▶ PAGE EXTRACT
The station will be managed by Toptana Technologies, a new tribal enterprise that will use tribal funding to establish new subsea fiber along the reservation’s 30 miles of Washington coastline — the first such new fiber in the area in 20 years.

Amid a national push for widening broadband access, especially in widely unserved Indian Country, the Quinault Tribe hopes to bring more people online, said Tyson Johnson, head of development for Toptana Technologies. 

“We live in an area of Washington that’s very economically depressed and has really poor operational infrastructure, and we’ve seen a growing digital divide in our community,” Johnson said. “We realized that unless we made a targeted investment to improve our infrastructure, we would continue to be left out.” 

The cable landing station — effectively the nexus point for subsea fiber making landfall — and surrounding fiber optic backhaul will help bridge coastal connections with the Interstate 5 corridor. The new fiber optic network also will support trans-Pacific data transfer, connecting the region to potential Asia-Pacific and Oceania partners.

▶ SOURCE MATERIAL
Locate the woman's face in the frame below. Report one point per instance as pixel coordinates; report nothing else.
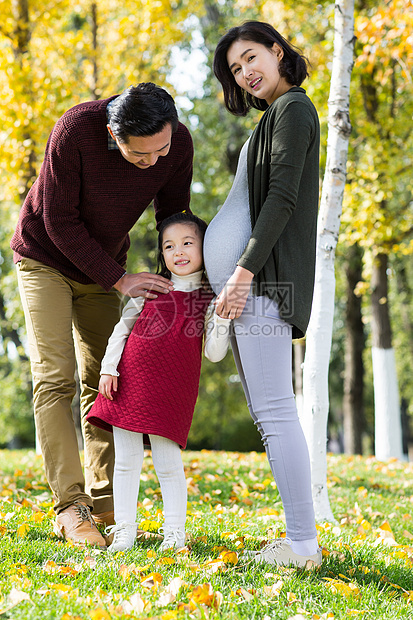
(182, 249)
(255, 68)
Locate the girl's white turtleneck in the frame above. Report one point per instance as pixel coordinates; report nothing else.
(216, 328)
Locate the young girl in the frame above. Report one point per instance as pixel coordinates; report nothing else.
(260, 258)
(150, 377)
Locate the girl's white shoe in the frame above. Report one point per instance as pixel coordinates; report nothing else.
(124, 536)
(174, 538)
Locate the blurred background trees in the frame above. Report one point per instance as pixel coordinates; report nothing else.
(55, 54)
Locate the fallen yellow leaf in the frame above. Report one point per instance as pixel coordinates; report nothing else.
(22, 530)
(99, 614)
(152, 580)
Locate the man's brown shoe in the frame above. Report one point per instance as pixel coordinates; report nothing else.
(76, 524)
(106, 519)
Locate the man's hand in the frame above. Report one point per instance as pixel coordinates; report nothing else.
(107, 384)
(232, 299)
(143, 285)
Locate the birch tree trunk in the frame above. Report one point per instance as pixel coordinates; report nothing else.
(315, 378)
(387, 418)
(353, 408)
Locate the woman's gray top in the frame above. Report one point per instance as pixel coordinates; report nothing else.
(230, 230)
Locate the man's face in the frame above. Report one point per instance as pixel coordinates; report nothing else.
(143, 151)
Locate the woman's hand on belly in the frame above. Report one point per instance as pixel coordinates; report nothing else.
(232, 299)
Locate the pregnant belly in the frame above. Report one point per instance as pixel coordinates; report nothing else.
(224, 243)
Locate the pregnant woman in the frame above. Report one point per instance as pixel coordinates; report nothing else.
(259, 254)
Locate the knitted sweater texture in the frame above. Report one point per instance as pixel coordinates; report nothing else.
(77, 215)
(283, 183)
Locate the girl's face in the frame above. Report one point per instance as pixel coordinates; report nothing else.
(182, 249)
(255, 68)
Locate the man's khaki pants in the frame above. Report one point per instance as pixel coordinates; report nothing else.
(68, 322)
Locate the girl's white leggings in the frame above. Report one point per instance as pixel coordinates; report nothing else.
(166, 456)
(262, 347)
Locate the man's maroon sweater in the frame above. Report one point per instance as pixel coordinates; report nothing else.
(77, 215)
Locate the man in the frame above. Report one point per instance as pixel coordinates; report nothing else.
(105, 162)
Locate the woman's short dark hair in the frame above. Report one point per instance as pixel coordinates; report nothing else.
(178, 218)
(142, 110)
(293, 65)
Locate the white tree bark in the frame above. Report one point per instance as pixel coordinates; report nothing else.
(388, 432)
(315, 379)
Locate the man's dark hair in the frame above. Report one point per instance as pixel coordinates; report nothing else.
(293, 65)
(142, 110)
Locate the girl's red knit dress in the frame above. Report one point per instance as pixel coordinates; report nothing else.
(159, 369)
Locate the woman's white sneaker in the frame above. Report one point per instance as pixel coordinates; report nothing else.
(174, 538)
(124, 535)
(279, 552)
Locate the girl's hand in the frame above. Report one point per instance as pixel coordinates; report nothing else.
(108, 383)
(232, 299)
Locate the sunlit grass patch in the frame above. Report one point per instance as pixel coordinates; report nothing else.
(233, 504)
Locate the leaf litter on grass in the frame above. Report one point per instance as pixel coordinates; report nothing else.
(233, 504)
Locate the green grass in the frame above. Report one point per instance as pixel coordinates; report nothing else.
(367, 570)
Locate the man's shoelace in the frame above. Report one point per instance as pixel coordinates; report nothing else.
(83, 512)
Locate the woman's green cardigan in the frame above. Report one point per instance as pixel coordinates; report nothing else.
(283, 183)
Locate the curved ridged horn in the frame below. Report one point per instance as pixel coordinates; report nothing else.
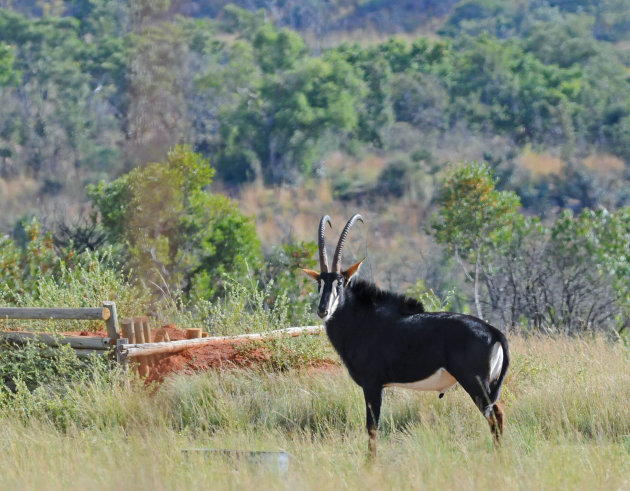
(323, 258)
(342, 241)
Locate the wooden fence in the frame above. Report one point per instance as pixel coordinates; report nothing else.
(133, 342)
(83, 345)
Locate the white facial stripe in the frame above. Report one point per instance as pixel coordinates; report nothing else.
(333, 298)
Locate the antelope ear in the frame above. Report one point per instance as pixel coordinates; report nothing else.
(312, 274)
(352, 270)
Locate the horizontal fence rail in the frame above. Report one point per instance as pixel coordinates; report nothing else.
(136, 350)
(33, 313)
(77, 342)
(105, 313)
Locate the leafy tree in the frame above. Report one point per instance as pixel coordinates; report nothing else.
(474, 219)
(177, 234)
(277, 130)
(23, 262)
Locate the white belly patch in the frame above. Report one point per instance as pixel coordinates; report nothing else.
(496, 361)
(440, 381)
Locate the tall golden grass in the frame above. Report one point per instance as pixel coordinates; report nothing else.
(566, 400)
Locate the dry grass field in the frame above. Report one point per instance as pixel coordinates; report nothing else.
(567, 402)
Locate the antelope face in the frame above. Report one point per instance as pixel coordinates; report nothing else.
(331, 284)
(330, 292)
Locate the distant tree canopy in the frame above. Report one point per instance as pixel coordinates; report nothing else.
(92, 89)
(177, 235)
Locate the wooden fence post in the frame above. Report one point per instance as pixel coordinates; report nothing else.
(112, 322)
(127, 329)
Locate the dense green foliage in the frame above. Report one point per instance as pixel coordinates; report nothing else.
(134, 100)
(177, 235)
(569, 275)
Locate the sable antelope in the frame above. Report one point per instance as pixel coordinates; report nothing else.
(385, 340)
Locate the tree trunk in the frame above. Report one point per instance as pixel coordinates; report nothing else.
(477, 301)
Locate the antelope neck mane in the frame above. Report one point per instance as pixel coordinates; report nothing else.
(369, 294)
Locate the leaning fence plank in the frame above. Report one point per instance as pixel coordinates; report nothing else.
(135, 350)
(54, 313)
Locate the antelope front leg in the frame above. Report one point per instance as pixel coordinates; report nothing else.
(373, 399)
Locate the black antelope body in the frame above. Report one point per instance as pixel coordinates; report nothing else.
(385, 339)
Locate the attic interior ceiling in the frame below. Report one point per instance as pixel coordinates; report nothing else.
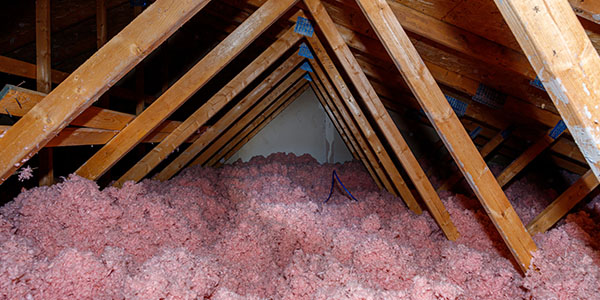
(466, 45)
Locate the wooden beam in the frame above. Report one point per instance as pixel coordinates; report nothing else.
(525, 159)
(230, 142)
(24, 69)
(449, 128)
(382, 118)
(563, 204)
(43, 82)
(77, 136)
(16, 101)
(211, 107)
(486, 150)
(340, 129)
(91, 79)
(184, 88)
(566, 63)
(256, 94)
(264, 120)
(101, 26)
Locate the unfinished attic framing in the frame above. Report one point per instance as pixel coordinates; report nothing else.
(512, 79)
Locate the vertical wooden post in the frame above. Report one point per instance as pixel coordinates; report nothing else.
(449, 128)
(44, 84)
(565, 61)
(101, 29)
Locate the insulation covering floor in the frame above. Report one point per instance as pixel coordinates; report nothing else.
(259, 230)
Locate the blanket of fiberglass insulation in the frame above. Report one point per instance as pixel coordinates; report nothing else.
(260, 230)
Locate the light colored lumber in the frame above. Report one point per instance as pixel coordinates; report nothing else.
(16, 101)
(449, 128)
(524, 159)
(210, 108)
(91, 79)
(396, 184)
(43, 81)
(490, 146)
(284, 90)
(384, 121)
(184, 88)
(370, 156)
(258, 124)
(563, 204)
(254, 96)
(101, 27)
(24, 69)
(340, 129)
(566, 63)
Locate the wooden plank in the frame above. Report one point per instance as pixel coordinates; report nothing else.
(91, 79)
(339, 127)
(211, 107)
(16, 101)
(256, 94)
(184, 88)
(101, 26)
(524, 159)
(43, 82)
(456, 139)
(370, 156)
(566, 62)
(283, 91)
(395, 184)
(563, 204)
(77, 136)
(24, 69)
(266, 119)
(384, 121)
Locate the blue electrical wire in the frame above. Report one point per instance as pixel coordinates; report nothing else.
(333, 178)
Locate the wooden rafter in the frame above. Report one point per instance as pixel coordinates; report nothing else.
(347, 127)
(254, 96)
(382, 118)
(184, 88)
(90, 80)
(566, 62)
(336, 94)
(210, 108)
(238, 136)
(456, 139)
(563, 204)
(525, 159)
(262, 121)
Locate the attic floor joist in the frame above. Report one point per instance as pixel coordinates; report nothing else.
(91, 80)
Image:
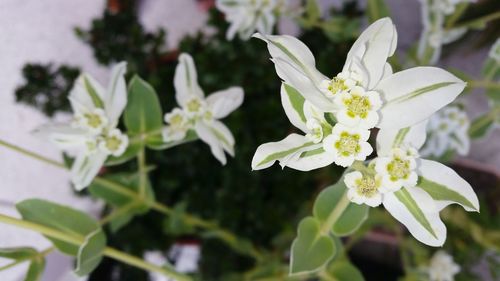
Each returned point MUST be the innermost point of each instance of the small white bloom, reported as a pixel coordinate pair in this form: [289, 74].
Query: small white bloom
[347, 145]
[398, 169]
[495, 51]
[363, 189]
[358, 108]
[114, 142]
[442, 267]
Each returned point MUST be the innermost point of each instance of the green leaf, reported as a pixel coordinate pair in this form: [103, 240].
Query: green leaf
[90, 253]
[35, 270]
[377, 9]
[333, 202]
[482, 126]
[311, 249]
[143, 112]
[443, 193]
[72, 222]
[405, 197]
[343, 270]
[21, 253]
[122, 189]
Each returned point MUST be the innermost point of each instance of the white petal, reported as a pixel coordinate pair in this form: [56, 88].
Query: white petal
[116, 95]
[86, 167]
[413, 136]
[293, 104]
[413, 95]
[208, 136]
[224, 135]
[186, 80]
[267, 154]
[424, 202]
[224, 102]
[445, 176]
[62, 135]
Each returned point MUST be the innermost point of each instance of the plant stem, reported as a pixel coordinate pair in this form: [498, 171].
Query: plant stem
[228, 237]
[109, 252]
[335, 214]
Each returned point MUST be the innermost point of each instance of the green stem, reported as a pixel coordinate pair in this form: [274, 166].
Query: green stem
[475, 22]
[109, 252]
[228, 237]
[39, 255]
[335, 214]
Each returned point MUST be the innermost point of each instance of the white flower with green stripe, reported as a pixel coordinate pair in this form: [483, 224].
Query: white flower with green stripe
[418, 206]
[366, 93]
[199, 113]
[93, 134]
[247, 16]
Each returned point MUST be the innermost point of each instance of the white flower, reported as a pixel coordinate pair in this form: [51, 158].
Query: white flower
[247, 16]
[366, 67]
[200, 113]
[442, 267]
[93, 133]
[363, 188]
[347, 145]
[495, 51]
[417, 206]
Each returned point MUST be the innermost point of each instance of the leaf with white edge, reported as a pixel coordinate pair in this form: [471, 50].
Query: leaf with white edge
[342, 270]
[416, 209]
[72, 222]
[445, 186]
[90, 253]
[311, 249]
[333, 207]
[21, 253]
[419, 90]
[293, 104]
[35, 270]
[267, 154]
[143, 112]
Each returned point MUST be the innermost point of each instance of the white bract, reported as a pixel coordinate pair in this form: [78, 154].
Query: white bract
[336, 114]
[442, 267]
[92, 134]
[247, 16]
[412, 189]
[199, 113]
[447, 130]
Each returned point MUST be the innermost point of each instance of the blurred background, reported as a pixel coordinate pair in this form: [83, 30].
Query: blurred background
[52, 33]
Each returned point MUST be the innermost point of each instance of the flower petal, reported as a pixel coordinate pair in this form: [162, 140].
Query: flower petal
[224, 102]
[413, 136]
[416, 210]
[445, 186]
[293, 104]
[186, 80]
[86, 167]
[116, 95]
[420, 91]
[208, 136]
[268, 153]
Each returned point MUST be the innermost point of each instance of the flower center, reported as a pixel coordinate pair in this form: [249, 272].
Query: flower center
[358, 106]
[348, 144]
[398, 169]
[367, 186]
[194, 105]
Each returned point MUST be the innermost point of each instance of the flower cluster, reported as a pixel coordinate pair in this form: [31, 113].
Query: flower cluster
[93, 132]
[435, 34]
[337, 115]
[248, 16]
[447, 130]
[199, 113]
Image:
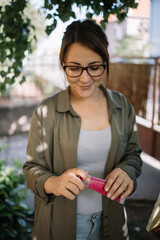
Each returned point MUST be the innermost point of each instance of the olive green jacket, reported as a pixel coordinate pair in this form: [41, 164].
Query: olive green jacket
[52, 149]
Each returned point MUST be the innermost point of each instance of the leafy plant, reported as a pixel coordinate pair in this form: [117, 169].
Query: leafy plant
[15, 217]
[17, 31]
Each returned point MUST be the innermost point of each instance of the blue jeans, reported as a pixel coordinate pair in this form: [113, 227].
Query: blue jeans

▶ PROBLEM SET
1. Return every line of the records that contains the string "petal".
2. Go on with the text about the Quinault cable landing station, starting after its last sentence.
The text and the records were taken from different sources.

▶ OUTPUTS IN ORDER
1.
Each returned point MUST be the innermost point of each instance of the white petal, reported as a pixel coordinate pair in this form: [56, 88].
Query: white petal
Each returned point MUST be the innermost point of each instance of the flower petal, reported as a pixel coordinate pair in this form: [162, 140].
Query: flower petal

2.
The cable landing station will support four subsea customers at launch with a plan to expand to 16 customers over time, according to Toptana. 

Together with the new underground fiber network, Toptana’s project will close the gap in a subsea network that primarily lands in California and Oregon, leaving rural areas outside of those two nodes struggling to make connections, Johnson said. 

“There’s been regulations, such as an offshore marine environment, that have stopped new cable from going in that area for years,” Johnson said. “With the Quinault Nation being its own sovereign government, we’ve been able to work through those issues in a different way.”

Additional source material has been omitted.